▶ Objective:
State how many lines in the listing below contain the string "brick". Give the number alone.

★ ★ ★ ★ ★ ★ ★

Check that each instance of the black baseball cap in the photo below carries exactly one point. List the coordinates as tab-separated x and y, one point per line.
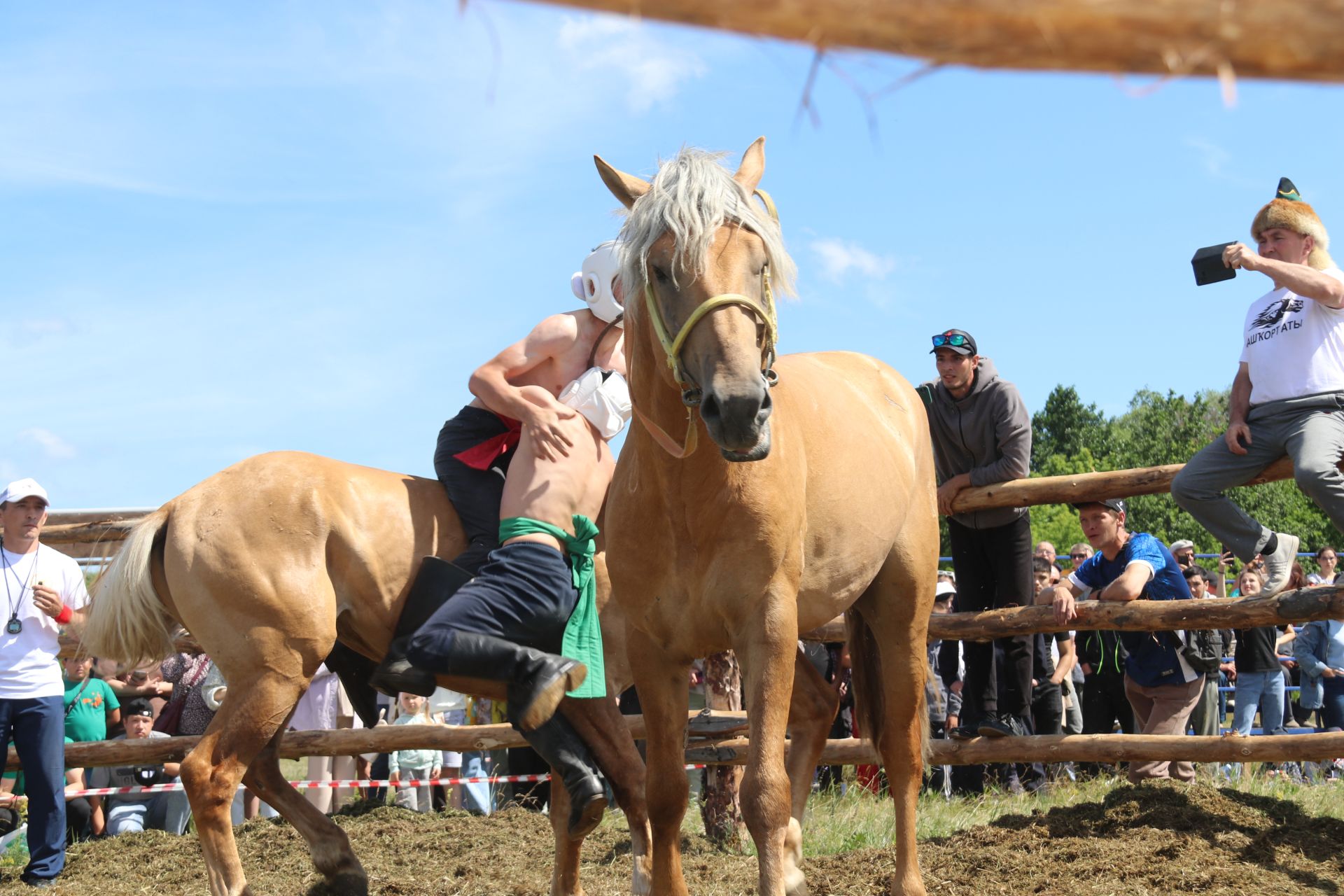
137	707
958	340
1114	504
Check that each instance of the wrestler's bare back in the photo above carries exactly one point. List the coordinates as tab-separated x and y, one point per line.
554	489
565	343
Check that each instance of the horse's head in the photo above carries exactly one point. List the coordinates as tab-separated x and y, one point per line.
699	260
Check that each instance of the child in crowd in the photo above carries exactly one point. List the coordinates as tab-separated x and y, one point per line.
414	764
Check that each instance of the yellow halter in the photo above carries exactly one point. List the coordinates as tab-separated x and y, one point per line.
672	346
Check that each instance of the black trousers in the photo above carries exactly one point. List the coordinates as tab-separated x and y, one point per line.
475	493
1105	704
1047	713
524	594
993	571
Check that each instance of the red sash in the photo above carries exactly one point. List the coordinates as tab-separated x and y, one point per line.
482	457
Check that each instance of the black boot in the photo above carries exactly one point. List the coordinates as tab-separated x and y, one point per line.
565	751
435	583
537	680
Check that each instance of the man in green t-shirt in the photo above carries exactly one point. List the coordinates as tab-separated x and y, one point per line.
90	704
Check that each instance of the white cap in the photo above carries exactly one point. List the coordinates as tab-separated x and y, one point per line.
20	489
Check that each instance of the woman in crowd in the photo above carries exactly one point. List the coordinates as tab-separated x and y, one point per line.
1257	672
1327	559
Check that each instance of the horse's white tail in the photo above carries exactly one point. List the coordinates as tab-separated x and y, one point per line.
127	620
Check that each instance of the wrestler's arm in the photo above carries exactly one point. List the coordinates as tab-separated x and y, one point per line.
492	382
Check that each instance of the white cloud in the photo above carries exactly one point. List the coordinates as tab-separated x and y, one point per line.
52	445
1212	158
652	70
839	257
38	327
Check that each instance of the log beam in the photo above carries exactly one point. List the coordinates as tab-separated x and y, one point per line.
1303	605
1253	39
1046	489
1091	486
347	742
1108	748
734	751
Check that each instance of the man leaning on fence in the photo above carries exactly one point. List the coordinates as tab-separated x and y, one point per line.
1160	682
43	590
981	434
1289	390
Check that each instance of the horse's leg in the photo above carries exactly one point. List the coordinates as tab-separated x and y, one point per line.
565	878
664	695
327	844
769	660
812	708
248	727
603	729
897	608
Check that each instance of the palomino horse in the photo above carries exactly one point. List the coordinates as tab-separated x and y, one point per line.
818	498
268	564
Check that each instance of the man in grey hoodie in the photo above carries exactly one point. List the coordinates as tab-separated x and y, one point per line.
981	434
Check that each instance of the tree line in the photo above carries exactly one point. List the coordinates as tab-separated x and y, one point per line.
1070	437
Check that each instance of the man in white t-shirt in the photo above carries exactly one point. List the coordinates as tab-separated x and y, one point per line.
1289	390
43	590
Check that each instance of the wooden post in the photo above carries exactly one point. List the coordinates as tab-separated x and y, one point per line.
720	804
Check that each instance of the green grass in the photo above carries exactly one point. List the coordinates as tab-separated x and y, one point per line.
859	820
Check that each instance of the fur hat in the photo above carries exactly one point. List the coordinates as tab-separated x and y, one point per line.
1288	211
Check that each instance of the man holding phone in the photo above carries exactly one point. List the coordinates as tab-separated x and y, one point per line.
43	590
1289	390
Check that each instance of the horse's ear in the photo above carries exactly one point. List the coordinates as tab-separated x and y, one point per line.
753	166
622	186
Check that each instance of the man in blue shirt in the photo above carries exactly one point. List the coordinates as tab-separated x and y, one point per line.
1160	684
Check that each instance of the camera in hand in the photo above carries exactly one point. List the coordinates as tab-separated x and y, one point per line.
1209	265
147	776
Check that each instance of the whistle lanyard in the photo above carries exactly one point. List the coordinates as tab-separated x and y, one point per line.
15	626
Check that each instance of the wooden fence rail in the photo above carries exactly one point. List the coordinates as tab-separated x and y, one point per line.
720	748
1303	605
1252	39
1047	489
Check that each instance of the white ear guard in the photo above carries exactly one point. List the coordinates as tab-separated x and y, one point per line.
600	270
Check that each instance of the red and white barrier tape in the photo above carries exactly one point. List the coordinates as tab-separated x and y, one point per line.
320	785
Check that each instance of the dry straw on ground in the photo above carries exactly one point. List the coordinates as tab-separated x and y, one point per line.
1136	841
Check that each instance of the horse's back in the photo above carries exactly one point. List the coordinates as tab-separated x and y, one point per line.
305	536
869	469
855	414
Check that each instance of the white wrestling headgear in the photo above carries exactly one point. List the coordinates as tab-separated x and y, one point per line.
603	398
594	282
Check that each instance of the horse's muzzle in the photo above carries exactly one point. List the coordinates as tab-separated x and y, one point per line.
739	422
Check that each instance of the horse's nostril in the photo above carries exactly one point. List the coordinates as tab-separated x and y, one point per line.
710	409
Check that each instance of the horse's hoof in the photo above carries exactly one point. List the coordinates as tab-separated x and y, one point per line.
343	884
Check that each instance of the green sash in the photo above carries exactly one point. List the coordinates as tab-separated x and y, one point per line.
582	633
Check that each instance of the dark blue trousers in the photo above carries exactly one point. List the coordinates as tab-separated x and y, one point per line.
38	729
523	594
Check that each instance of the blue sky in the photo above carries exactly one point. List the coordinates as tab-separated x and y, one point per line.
238	227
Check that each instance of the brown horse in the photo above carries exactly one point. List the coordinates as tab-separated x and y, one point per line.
819	498
268	564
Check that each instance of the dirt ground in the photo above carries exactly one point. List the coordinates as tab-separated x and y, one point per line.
1140	841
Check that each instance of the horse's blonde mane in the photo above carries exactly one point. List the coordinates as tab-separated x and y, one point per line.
691	197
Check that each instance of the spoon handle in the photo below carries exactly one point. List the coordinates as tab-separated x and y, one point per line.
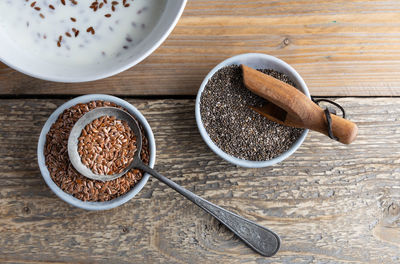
259	238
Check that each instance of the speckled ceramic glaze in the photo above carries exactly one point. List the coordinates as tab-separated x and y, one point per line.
256	61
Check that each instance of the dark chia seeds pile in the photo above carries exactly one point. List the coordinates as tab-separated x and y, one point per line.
235	128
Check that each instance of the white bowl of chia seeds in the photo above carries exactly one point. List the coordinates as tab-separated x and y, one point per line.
58	172
230	128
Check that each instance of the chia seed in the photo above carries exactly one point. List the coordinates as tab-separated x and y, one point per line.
234	127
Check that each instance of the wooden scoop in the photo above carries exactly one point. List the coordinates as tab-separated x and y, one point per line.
288	106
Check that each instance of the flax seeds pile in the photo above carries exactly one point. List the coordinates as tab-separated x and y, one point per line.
63	173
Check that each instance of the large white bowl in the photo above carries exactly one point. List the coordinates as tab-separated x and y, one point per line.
256	61
30	65
69	198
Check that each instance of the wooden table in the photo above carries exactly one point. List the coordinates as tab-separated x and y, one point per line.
329	202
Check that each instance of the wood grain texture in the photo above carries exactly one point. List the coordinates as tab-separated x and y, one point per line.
329	202
340	48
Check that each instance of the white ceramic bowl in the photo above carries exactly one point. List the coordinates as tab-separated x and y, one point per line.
256	61
30	65
69	198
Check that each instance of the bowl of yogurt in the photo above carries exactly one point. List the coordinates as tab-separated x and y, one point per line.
78	41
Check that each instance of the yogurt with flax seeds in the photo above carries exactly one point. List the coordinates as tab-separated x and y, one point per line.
78	32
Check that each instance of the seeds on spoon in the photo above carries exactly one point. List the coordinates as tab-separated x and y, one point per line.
107	145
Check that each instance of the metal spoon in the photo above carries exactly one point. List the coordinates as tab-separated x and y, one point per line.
259	238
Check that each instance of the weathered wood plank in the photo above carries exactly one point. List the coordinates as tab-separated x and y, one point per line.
340	47
330	203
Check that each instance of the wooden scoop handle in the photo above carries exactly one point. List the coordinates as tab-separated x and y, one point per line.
301	111
343	129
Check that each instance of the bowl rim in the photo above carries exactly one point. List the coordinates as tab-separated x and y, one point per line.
69	198
111	73
237	161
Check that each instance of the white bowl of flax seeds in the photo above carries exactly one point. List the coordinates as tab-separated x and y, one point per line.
65	181
228	125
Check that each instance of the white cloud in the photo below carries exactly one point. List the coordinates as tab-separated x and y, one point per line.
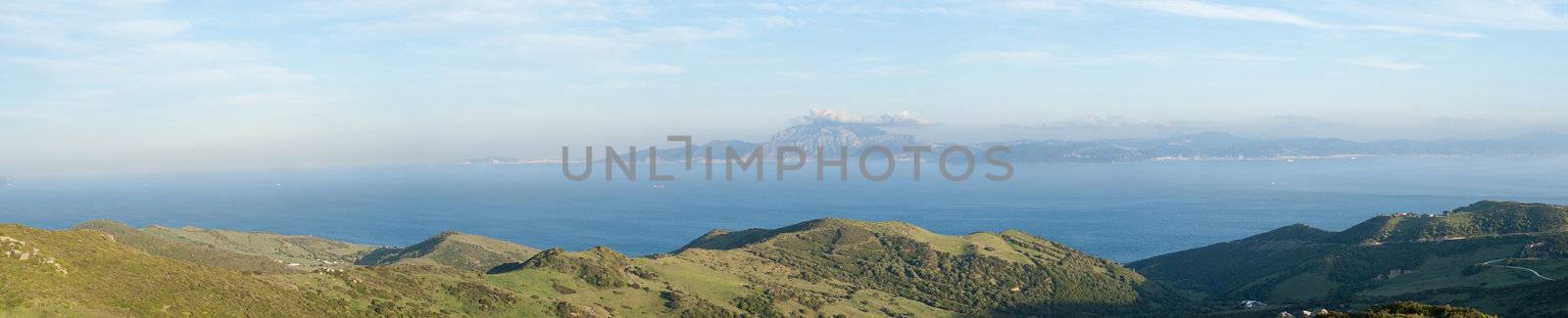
838	116
1194	8
1504	15
781	23
651	68
146	28
1010	57
893	70
1246	57
1384	63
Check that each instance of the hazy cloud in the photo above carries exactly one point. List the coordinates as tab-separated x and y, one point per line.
1274	16
1008	57
898	117
1384	63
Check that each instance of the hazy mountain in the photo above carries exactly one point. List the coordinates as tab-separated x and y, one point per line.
815	268
1192	146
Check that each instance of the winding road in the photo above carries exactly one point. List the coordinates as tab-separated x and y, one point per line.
1533	271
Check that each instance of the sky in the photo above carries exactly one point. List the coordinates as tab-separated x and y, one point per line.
148	85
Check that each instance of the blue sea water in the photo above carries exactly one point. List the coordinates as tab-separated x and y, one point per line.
1117	210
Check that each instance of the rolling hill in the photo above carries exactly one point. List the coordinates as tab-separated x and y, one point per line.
1450	257
814	268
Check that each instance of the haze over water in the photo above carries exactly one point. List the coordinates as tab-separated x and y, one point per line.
1117	210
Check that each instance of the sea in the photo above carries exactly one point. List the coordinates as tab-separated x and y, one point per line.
1123	211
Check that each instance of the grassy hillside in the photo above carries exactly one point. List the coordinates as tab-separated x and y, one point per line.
1478	219
1384	258
815	268
979	273
184	250
88	273
455	250
303	250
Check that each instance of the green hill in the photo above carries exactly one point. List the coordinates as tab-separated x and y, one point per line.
1382	258
1478	219
88	273
814	268
454	250
184	250
305	250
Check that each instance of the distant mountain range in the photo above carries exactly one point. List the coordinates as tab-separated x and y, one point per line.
1501	257
1197	146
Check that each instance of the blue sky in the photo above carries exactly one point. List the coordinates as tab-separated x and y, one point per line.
145	85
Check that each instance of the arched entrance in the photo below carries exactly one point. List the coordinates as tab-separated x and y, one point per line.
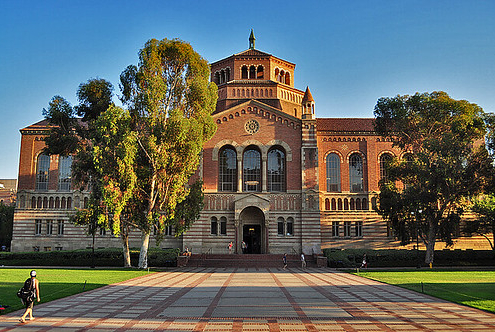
252	230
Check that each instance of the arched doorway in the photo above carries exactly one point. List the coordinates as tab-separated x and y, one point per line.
252	230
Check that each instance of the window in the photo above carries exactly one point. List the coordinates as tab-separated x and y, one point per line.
356	173
64	173
347	228
276	170
227	170
223	226
49	227
37	227
60	227
42	172
384	160
335	228
359	228
252	170
290	226
214	226
280	226
333	173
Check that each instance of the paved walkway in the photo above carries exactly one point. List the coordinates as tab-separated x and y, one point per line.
208	299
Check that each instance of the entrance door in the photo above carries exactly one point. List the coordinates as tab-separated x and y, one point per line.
251	234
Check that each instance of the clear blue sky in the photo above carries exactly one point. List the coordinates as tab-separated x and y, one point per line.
350	53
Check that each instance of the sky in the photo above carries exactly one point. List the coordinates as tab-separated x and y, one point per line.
349	53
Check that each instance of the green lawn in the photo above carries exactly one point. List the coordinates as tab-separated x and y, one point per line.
473	288
58	283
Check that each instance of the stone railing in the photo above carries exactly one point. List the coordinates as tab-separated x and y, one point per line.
51	200
348	201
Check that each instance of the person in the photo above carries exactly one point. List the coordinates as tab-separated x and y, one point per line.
32	284
364	264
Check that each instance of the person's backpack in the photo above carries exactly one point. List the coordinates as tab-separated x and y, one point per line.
27	292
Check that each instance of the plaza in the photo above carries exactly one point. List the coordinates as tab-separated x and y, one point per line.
251	299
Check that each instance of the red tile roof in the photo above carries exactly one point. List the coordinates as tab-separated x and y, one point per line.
345	124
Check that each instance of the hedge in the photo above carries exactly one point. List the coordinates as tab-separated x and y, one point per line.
112	257
352	258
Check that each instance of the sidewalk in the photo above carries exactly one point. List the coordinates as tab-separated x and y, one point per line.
230	299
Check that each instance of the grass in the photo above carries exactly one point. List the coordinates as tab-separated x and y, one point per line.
472	288
58	283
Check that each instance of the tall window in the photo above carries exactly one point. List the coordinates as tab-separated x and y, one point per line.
384	160
276	170
227	178
251	172
60	228
335	228
214	226
280	226
42	171
37	227
347	228
333	173
49	227
290	226
64	173
223	226
356	173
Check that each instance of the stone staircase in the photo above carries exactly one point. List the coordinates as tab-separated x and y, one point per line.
247	260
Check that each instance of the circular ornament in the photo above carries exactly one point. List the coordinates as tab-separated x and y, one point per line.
252	126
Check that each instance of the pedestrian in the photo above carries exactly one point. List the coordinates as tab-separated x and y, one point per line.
364	264
31	284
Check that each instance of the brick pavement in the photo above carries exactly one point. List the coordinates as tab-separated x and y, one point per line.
235	299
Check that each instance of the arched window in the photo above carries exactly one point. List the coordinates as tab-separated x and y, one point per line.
227	165
251	169
384	160
276	170
42	172
333	173
252	72
64	173
244	73
356	173
259	73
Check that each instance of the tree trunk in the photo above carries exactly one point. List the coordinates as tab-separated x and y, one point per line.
143	254
430	243
125	249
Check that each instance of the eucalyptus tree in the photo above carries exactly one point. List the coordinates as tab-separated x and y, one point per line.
170	100
445	163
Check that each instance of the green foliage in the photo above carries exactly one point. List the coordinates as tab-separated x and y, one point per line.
58	283
352	258
425	193
6	224
484	206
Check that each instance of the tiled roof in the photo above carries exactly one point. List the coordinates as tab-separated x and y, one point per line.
345	124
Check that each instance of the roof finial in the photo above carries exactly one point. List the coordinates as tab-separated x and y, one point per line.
251	40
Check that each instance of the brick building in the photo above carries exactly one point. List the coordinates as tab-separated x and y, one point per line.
275	176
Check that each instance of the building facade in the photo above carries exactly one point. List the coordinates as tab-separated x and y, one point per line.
275	176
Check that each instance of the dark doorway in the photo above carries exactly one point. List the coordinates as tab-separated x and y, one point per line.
251	234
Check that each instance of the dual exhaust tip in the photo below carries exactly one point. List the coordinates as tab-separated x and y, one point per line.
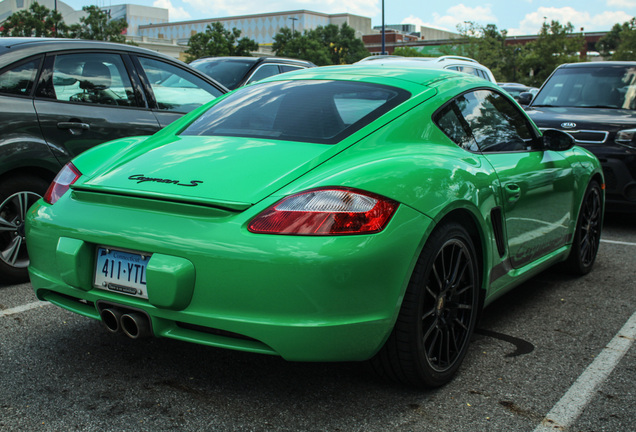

★ ★ ★ ★ ★ ★ ★

▶ Result of the exercise:
2